Pull out every line of the records below that contains the string "facade", and copy each one in full. Case counts.

──────────

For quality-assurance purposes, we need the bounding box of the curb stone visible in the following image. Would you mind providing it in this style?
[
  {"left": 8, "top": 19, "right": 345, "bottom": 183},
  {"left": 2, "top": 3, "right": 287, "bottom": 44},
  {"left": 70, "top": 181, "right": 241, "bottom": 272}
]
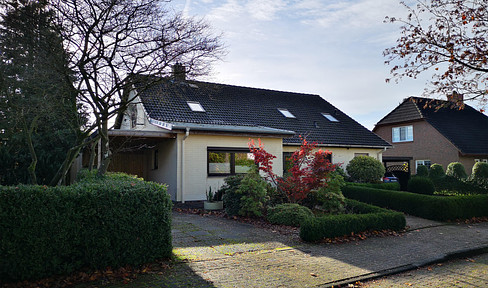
[{"left": 318, "top": 245, "right": 488, "bottom": 288}]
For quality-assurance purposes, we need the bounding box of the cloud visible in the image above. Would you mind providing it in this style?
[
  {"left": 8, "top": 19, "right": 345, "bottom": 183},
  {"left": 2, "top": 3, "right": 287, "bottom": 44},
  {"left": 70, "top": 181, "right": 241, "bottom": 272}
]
[
  {"left": 246, "top": 0, "right": 286, "bottom": 21},
  {"left": 295, "top": 0, "right": 403, "bottom": 30}
]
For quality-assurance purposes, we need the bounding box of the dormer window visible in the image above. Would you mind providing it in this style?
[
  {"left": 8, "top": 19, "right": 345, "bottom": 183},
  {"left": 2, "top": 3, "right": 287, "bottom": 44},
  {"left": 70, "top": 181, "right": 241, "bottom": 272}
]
[
  {"left": 322, "top": 113, "right": 339, "bottom": 122},
  {"left": 186, "top": 101, "right": 205, "bottom": 112},
  {"left": 278, "top": 108, "right": 297, "bottom": 118}
]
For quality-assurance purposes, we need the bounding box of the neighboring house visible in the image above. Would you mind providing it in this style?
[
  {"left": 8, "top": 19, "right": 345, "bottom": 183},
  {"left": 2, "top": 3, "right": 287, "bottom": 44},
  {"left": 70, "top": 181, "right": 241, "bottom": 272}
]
[
  {"left": 109, "top": 70, "right": 391, "bottom": 201},
  {"left": 373, "top": 94, "right": 488, "bottom": 174}
]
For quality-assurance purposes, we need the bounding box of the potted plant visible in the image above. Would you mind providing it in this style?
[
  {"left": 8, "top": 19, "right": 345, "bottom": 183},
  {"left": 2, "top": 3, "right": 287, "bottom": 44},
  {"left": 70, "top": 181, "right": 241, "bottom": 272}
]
[{"left": 203, "top": 187, "right": 224, "bottom": 210}]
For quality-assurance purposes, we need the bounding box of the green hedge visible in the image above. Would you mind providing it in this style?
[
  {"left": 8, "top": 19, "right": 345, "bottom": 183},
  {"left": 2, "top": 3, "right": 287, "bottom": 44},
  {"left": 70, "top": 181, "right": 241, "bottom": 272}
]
[
  {"left": 346, "top": 182, "right": 400, "bottom": 191},
  {"left": 300, "top": 199, "right": 406, "bottom": 241},
  {"left": 342, "top": 186, "right": 488, "bottom": 221},
  {"left": 0, "top": 175, "right": 172, "bottom": 281},
  {"left": 267, "top": 203, "right": 313, "bottom": 227}
]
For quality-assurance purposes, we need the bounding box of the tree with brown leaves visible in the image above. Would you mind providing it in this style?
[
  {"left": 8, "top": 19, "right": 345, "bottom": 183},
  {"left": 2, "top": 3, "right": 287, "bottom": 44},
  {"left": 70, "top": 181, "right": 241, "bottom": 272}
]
[{"left": 383, "top": 0, "right": 488, "bottom": 110}]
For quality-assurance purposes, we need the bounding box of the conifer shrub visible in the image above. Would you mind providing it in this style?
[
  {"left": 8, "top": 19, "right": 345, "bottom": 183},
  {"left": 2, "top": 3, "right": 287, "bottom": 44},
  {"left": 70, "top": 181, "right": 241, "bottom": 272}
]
[
  {"left": 446, "top": 162, "right": 468, "bottom": 179},
  {"left": 417, "top": 165, "right": 429, "bottom": 177},
  {"left": 346, "top": 156, "right": 385, "bottom": 183},
  {"left": 407, "top": 176, "right": 435, "bottom": 195},
  {"left": 429, "top": 163, "right": 446, "bottom": 178},
  {"left": 267, "top": 203, "right": 314, "bottom": 227}
]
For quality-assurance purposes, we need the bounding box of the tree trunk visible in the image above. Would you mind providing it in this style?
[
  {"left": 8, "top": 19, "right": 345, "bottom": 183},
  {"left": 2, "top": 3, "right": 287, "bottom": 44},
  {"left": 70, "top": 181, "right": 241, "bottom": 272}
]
[
  {"left": 23, "top": 117, "right": 38, "bottom": 185},
  {"left": 97, "top": 118, "right": 112, "bottom": 176},
  {"left": 49, "top": 132, "right": 91, "bottom": 186},
  {"left": 88, "top": 137, "right": 100, "bottom": 171}
]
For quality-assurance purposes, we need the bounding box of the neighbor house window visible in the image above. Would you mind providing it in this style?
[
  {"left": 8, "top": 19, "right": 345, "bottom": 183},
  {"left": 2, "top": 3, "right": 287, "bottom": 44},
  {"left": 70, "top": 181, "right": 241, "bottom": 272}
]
[
  {"left": 415, "top": 160, "right": 431, "bottom": 169},
  {"left": 354, "top": 153, "right": 369, "bottom": 157},
  {"left": 153, "top": 149, "right": 159, "bottom": 170},
  {"left": 130, "top": 105, "right": 137, "bottom": 129},
  {"left": 278, "top": 108, "right": 296, "bottom": 118},
  {"left": 207, "top": 148, "right": 254, "bottom": 176},
  {"left": 392, "top": 126, "right": 413, "bottom": 142}
]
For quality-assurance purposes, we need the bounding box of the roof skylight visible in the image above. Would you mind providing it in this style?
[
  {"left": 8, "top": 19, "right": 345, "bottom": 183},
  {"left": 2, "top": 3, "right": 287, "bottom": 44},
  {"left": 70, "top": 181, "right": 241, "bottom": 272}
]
[
  {"left": 186, "top": 101, "right": 205, "bottom": 112},
  {"left": 278, "top": 108, "right": 297, "bottom": 118},
  {"left": 322, "top": 113, "right": 339, "bottom": 122}
]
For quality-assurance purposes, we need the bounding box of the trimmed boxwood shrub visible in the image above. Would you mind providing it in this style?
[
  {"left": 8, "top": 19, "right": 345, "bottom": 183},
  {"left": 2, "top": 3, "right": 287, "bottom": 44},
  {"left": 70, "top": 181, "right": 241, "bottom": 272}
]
[
  {"left": 267, "top": 203, "right": 314, "bottom": 227},
  {"left": 342, "top": 186, "right": 488, "bottom": 221},
  {"left": 346, "top": 156, "right": 385, "bottom": 183},
  {"left": 471, "top": 162, "right": 488, "bottom": 182},
  {"left": 432, "top": 175, "right": 488, "bottom": 195},
  {"left": 346, "top": 182, "right": 400, "bottom": 191},
  {"left": 407, "top": 176, "right": 435, "bottom": 195},
  {"left": 446, "top": 162, "right": 468, "bottom": 179},
  {"left": 221, "top": 174, "right": 244, "bottom": 216},
  {"left": 300, "top": 199, "right": 406, "bottom": 241},
  {"left": 429, "top": 164, "right": 446, "bottom": 178},
  {"left": 417, "top": 165, "right": 429, "bottom": 177},
  {"left": 0, "top": 174, "right": 172, "bottom": 281}
]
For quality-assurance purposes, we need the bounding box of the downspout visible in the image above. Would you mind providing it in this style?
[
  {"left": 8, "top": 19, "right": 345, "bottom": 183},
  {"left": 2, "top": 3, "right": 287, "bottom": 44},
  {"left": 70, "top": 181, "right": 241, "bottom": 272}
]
[{"left": 180, "top": 127, "right": 190, "bottom": 203}]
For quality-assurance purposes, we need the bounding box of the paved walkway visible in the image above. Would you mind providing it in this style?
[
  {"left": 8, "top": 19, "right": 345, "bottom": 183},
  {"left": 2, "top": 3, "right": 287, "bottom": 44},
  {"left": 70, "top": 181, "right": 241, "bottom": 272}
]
[
  {"left": 361, "top": 253, "right": 488, "bottom": 288},
  {"left": 169, "top": 213, "right": 488, "bottom": 287}
]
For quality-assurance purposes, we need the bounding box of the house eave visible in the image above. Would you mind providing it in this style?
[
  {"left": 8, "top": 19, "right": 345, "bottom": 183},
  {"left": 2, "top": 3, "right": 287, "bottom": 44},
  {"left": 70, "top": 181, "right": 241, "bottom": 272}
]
[
  {"left": 170, "top": 122, "right": 295, "bottom": 137},
  {"left": 283, "top": 143, "right": 393, "bottom": 149},
  {"left": 108, "top": 129, "right": 176, "bottom": 138}
]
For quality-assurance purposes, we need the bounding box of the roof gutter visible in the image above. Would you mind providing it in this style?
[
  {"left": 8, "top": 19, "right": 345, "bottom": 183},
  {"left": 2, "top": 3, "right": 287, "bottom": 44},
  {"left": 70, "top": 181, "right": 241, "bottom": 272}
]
[{"left": 283, "top": 143, "right": 393, "bottom": 149}]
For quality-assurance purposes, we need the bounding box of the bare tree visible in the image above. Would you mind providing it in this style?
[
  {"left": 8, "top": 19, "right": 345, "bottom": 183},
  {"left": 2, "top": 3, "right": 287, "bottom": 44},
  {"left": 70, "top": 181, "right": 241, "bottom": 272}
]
[
  {"left": 383, "top": 0, "right": 488, "bottom": 106},
  {"left": 51, "top": 0, "right": 225, "bottom": 181}
]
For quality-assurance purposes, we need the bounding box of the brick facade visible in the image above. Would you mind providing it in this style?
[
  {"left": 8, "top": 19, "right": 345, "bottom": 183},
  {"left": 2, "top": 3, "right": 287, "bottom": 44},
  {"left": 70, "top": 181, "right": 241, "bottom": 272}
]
[{"left": 373, "top": 120, "right": 462, "bottom": 174}]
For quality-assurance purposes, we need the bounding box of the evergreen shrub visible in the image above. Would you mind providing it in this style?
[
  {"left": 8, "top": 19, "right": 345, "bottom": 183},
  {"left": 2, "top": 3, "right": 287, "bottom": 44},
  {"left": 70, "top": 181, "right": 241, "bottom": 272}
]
[
  {"left": 446, "top": 162, "right": 468, "bottom": 179},
  {"left": 429, "top": 163, "right": 446, "bottom": 179},
  {"left": 342, "top": 185, "right": 488, "bottom": 221},
  {"left": 300, "top": 199, "right": 406, "bottom": 241},
  {"left": 407, "top": 176, "right": 435, "bottom": 195},
  {"left": 471, "top": 162, "right": 488, "bottom": 183},
  {"left": 417, "top": 165, "right": 429, "bottom": 177},
  {"left": 221, "top": 175, "right": 244, "bottom": 216},
  {"left": 267, "top": 203, "right": 314, "bottom": 227},
  {"left": 236, "top": 170, "right": 268, "bottom": 217},
  {"left": 0, "top": 174, "right": 172, "bottom": 284}
]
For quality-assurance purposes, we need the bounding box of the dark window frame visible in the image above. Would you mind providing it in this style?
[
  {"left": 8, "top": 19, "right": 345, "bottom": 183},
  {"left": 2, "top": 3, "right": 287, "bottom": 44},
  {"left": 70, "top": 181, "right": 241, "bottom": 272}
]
[
  {"left": 153, "top": 149, "right": 159, "bottom": 170},
  {"left": 207, "top": 147, "right": 251, "bottom": 177}
]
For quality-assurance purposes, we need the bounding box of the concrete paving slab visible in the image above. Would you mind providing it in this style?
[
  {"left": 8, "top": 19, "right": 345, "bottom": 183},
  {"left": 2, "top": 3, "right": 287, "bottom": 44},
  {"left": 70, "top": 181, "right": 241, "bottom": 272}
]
[{"left": 174, "top": 213, "right": 488, "bottom": 287}]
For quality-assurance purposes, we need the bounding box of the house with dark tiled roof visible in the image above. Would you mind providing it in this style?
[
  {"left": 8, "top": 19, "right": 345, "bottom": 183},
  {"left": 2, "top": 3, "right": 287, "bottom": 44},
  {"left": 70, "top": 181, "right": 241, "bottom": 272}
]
[
  {"left": 109, "top": 69, "right": 391, "bottom": 201},
  {"left": 373, "top": 94, "right": 488, "bottom": 174}
]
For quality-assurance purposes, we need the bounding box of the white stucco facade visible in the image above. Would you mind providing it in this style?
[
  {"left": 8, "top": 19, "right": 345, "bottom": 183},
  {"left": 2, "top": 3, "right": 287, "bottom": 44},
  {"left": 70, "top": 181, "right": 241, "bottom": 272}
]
[{"left": 109, "top": 98, "right": 383, "bottom": 202}]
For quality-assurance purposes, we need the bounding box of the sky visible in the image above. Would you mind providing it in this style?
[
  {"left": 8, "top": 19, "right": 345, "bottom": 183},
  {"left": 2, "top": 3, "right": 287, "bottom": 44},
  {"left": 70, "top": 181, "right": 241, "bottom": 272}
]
[{"left": 172, "top": 0, "right": 438, "bottom": 130}]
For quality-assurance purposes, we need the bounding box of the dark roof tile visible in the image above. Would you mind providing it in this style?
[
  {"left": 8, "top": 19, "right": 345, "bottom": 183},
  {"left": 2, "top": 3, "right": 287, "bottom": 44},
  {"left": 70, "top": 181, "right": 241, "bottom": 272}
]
[{"left": 139, "top": 80, "right": 390, "bottom": 147}]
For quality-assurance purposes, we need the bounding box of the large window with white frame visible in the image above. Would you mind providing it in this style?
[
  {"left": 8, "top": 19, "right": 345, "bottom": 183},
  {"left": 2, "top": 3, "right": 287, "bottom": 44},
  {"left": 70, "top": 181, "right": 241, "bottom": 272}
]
[
  {"left": 391, "top": 125, "right": 413, "bottom": 143},
  {"left": 207, "top": 148, "right": 254, "bottom": 176}
]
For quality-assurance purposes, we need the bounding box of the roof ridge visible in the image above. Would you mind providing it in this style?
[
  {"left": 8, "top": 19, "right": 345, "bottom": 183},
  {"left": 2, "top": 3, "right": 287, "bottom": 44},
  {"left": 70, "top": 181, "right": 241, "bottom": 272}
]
[
  {"left": 408, "top": 96, "right": 428, "bottom": 119},
  {"left": 183, "top": 80, "right": 322, "bottom": 98}
]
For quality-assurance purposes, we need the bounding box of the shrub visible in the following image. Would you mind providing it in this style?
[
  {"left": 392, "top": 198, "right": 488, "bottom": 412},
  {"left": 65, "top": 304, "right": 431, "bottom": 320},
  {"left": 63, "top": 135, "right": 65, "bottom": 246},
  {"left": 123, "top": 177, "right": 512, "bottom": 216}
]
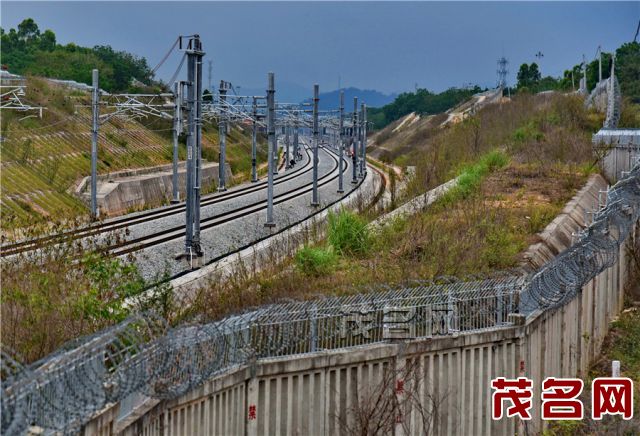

──────────

— RESPONSE TO THIS TASK —
For quality-assurance purposes, we need the bounding box of the brick facade visible in the image above. Would you mind providing it in this style?
For quality-assurance purposes, we need the bounding box of the white stucco facade visible in the image above. Would you mind providing it in this style?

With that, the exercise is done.